** Opening GIVEN DATA block **
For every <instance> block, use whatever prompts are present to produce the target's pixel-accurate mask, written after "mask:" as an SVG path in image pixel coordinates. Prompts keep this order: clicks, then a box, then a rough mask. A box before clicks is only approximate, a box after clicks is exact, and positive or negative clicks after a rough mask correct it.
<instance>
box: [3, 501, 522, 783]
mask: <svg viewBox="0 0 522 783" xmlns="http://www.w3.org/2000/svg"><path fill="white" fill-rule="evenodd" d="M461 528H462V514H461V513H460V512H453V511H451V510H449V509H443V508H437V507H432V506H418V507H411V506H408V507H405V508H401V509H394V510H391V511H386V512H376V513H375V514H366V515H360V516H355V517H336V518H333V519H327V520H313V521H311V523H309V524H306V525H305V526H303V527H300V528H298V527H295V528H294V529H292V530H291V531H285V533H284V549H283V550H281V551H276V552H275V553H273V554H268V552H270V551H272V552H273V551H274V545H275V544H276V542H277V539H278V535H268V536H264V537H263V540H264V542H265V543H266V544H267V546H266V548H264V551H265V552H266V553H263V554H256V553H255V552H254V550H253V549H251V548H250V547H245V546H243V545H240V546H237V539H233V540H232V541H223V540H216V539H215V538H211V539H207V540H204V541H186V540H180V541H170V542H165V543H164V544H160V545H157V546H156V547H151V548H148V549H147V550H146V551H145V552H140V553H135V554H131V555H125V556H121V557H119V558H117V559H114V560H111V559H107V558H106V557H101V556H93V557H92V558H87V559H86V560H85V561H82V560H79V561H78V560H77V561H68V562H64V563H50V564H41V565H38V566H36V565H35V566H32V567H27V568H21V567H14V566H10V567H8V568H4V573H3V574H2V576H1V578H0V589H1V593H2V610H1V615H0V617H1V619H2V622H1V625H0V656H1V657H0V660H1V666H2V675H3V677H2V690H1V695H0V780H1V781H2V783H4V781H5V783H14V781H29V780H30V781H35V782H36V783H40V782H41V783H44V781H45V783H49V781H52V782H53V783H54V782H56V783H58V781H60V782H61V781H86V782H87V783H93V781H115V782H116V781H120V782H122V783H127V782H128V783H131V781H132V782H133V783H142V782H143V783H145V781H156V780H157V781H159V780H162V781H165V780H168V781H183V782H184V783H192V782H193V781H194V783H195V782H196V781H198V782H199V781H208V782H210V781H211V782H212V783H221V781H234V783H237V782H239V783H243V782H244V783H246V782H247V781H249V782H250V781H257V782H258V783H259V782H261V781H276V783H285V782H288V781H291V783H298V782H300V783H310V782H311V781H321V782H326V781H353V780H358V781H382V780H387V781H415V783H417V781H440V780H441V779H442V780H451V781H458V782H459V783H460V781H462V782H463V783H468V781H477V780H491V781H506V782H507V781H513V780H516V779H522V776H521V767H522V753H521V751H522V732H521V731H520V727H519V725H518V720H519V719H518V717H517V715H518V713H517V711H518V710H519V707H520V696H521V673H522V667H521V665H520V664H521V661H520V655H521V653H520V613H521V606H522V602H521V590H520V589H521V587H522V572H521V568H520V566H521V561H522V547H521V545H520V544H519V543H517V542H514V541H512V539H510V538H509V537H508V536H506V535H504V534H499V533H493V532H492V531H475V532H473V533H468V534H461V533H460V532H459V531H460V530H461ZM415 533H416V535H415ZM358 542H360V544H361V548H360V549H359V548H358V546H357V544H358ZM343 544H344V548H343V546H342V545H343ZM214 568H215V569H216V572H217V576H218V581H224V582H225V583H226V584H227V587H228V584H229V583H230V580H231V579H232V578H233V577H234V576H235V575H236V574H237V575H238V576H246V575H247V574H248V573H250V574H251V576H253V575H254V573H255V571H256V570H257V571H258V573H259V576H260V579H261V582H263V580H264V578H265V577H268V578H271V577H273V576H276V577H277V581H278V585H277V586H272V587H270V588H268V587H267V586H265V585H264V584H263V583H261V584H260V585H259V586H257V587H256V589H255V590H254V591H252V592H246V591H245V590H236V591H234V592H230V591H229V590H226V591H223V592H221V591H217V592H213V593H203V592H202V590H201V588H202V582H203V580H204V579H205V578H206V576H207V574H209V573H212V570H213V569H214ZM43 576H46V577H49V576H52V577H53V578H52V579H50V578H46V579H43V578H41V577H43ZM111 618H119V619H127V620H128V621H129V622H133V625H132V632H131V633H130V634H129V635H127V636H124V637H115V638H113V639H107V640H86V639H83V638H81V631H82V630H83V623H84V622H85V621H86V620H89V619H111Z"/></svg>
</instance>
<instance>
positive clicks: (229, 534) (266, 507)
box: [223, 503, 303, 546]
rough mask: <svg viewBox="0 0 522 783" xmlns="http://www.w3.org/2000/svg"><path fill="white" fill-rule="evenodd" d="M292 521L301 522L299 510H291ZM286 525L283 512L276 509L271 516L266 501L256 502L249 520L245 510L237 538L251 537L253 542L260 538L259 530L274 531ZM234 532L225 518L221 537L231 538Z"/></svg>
** Closing GIVEN DATA block **
> **TASK**
Could you retype the entire listing exactly?

> **WRITTEN REPLY**
For every <instance> block, use whatever prompts are present to produce the target's pixel-accurate mask, written after "mask:" as an SVG path in image pixel coordinates. Prompts keep this order: clicks, then a box, then a rough mask. A box before clicks is only approximate, a box after clicks is exact, and positive or negative clicks after a rough mask correct it.
<instance>
box: [3, 501, 522, 783]
mask: <svg viewBox="0 0 522 783" xmlns="http://www.w3.org/2000/svg"><path fill="white" fill-rule="evenodd" d="M461 528H462V514H461V513H460V512H453V511H451V510H449V509H443V508H437V507H432V506H418V507H411V506H408V507H405V508H401V509H394V510H391V511H386V512H376V513H375V514H366V515H360V516H355V517H336V518H333V519H327V520H313V521H311V523H309V524H306V525H305V526H303V527H300V528H298V527H295V528H294V529H292V530H291V531H285V533H284V549H283V550H281V551H276V552H275V553H273V554H268V552H270V551H272V552H273V551H274V545H275V544H276V542H277V539H278V535H268V536H264V537H263V540H264V542H265V543H266V544H267V546H266V548H264V551H265V552H266V553H263V554H256V553H255V552H254V550H253V549H251V548H250V547H245V546H243V545H240V546H237V539H233V540H232V541H223V540H216V539H215V538H211V539H207V540H204V541H186V540H180V541H170V542H165V543H164V544H160V545H157V546H156V547H151V548H148V549H147V550H146V551H145V552H140V553H135V554H131V555H125V556H121V557H119V558H117V559H114V560H111V559H107V558H106V557H101V556H93V557H92V558H87V559H86V560H85V561H82V560H79V561H78V560H77V561H68V562H64V563H50V564H41V565H38V566H36V565H35V566H32V567H27V568H21V567H14V566H10V567H8V568H4V573H3V574H2V576H1V578H0V589H1V593H2V610H1V615H0V617H1V619H2V622H1V625H0V656H1V657H0V660H1V666H2V675H3V677H2V690H1V695H0V780H1V781H2V783H4V781H5V783H14V781H29V780H30V781H35V782H36V783H40V782H41V783H44V781H45V783H49V781H52V782H53V783H54V782H56V783H58V781H60V782H61V781H86V782H87V783H93V781H115V782H116V781H120V782H122V783H127V782H128V783H131V781H132V782H133V783H142V782H143V783H145V781H156V780H157V781H159V780H162V781H165V780H168V781H183V782H184V783H192V782H193V781H194V783H195V782H196V781H198V782H199V781H208V782H210V781H211V782H212V783H221V781H234V783H237V782H239V783H243V782H244V783H246V782H247V781H249V782H250V781H257V782H258V783H259V782H261V781H276V783H285V782H288V781H291V783H298V782H300V783H310V782H311V781H321V782H326V781H353V780H358V781H382V780H387V781H415V783H417V781H440V780H441V779H442V780H451V781H458V782H459V783H460V781H462V782H463V783H468V781H477V780H491V781H506V782H507V781H513V780H516V779H522V776H521V767H522V753H521V751H522V732H521V731H520V727H519V725H518V720H519V719H518V717H517V715H518V713H517V711H518V710H519V707H520V696H521V673H522V667H521V665H520V664H521V661H520V655H521V653H520V613H521V606H522V602H521V590H520V589H521V587H522V572H521V568H520V566H521V561H522V547H521V545H520V544H519V543H517V542H514V541H512V539H510V538H509V537H508V536H506V535H504V534H499V533H493V532H492V531H475V532H473V533H468V534H461V533H460V532H459V531H460V530H461ZM415 533H416V535H415ZM358 542H360V544H361V548H360V549H359V548H358V546H357V544H358ZM343 544H344V548H343V546H342V545H343ZM214 568H215V569H216V572H217V576H218V581H224V582H225V583H226V584H227V587H228V584H229V583H230V580H231V579H232V578H233V577H234V576H235V575H236V574H237V575H238V576H246V575H247V574H248V573H250V574H251V576H253V575H254V573H255V571H256V570H257V571H258V573H259V576H260V579H261V582H263V580H264V578H265V577H268V578H271V577H273V576H276V577H277V581H278V585H277V586H272V587H270V588H268V587H267V586H265V585H264V584H263V583H261V584H260V585H259V586H257V587H256V589H255V590H254V591H252V592H246V591H245V590H236V591H234V592H230V591H229V590H226V591H223V592H221V591H217V592H213V593H203V592H202V590H201V588H202V582H203V580H204V579H205V578H206V576H207V574H209V573H212V570H213V569H214ZM43 576H46V577H49V576H52V577H53V578H52V579H50V578H46V579H43V578H41V577H43ZM111 618H119V619H127V620H128V621H129V622H133V625H132V632H131V633H130V634H129V635H127V636H124V637H115V638H113V639H107V640H86V639H83V638H81V631H82V630H83V623H84V622H85V621H86V620H89V619H111Z"/></svg>
</instance>
<instance>
positive clicks: (229, 534) (266, 507)
box: [223, 503, 303, 546]
rough mask: <svg viewBox="0 0 522 783" xmlns="http://www.w3.org/2000/svg"><path fill="white" fill-rule="evenodd" d="M292 521L301 522L299 510H291ZM286 525L283 512L276 509L271 516L266 501L256 502L249 520L245 510L237 538L251 537L253 542L260 538L259 530L274 531ZM234 532L225 518L221 537L231 538Z"/></svg>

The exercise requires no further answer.